### Source material
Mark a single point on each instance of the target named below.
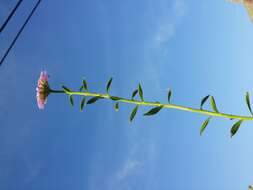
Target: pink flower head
(42, 89)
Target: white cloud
(168, 24)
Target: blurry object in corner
(248, 5)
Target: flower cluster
(42, 89)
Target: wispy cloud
(167, 24)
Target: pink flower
(42, 89)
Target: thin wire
(19, 32)
(10, 15)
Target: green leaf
(82, 103)
(133, 113)
(115, 98)
(248, 102)
(235, 127)
(153, 111)
(66, 90)
(213, 104)
(169, 95)
(93, 100)
(134, 94)
(140, 92)
(81, 88)
(204, 124)
(116, 106)
(71, 100)
(85, 86)
(108, 85)
(203, 101)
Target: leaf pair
(84, 86)
(153, 111)
(212, 102)
(247, 98)
(139, 91)
(233, 130)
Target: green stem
(155, 104)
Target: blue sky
(196, 48)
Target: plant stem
(155, 104)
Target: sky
(193, 47)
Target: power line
(10, 15)
(19, 32)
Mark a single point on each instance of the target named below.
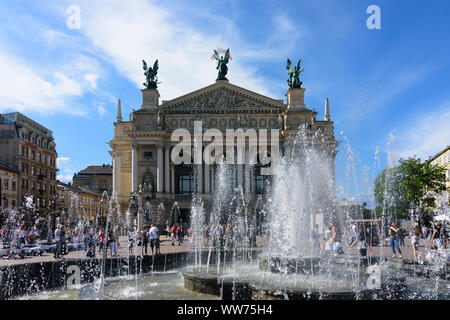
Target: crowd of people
(227, 236)
(19, 236)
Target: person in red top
(172, 234)
(179, 233)
(101, 239)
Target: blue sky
(389, 89)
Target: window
(185, 184)
(148, 155)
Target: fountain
(291, 265)
(268, 246)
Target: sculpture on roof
(222, 62)
(294, 75)
(151, 75)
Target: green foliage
(405, 187)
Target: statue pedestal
(296, 99)
(150, 99)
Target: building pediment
(222, 97)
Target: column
(116, 173)
(213, 176)
(114, 177)
(159, 169)
(199, 178)
(166, 171)
(239, 176)
(134, 168)
(207, 179)
(247, 172)
(173, 180)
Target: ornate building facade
(30, 147)
(142, 146)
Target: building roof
(8, 167)
(76, 189)
(105, 169)
(438, 154)
(19, 118)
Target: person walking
(101, 239)
(86, 239)
(361, 243)
(145, 238)
(112, 243)
(154, 239)
(173, 231)
(59, 238)
(440, 235)
(415, 237)
(393, 239)
(168, 233)
(401, 236)
(179, 235)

### What needs to be done
Return the lines from the one containing "Target: statue pedestal" through the last line of the records. Include both ends and nothing else.

### Written response
Target: statue pedestal
(296, 99)
(150, 99)
Target: building pediment
(222, 97)
Target: column
(116, 173)
(213, 176)
(114, 177)
(159, 169)
(199, 178)
(166, 171)
(239, 176)
(134, 168)
(207, 179)
(247, 172)
(173, 180)
Target: ornate building facade
(30, 147)
(142, 146)
Target: building roof
(8, 167)
(76, 189)
(105, 169)
(438, 154)
(19, 118)
Target: person walking
(101, 239)
(86, 239)
(361, 243)
(145, 238)
(112, 243)
(154, 239)
(173, 231)
(59, 238)
(440, 235)
(415, 237)
(393, 239)
(168, 233)
(401, 236)
(179, 235)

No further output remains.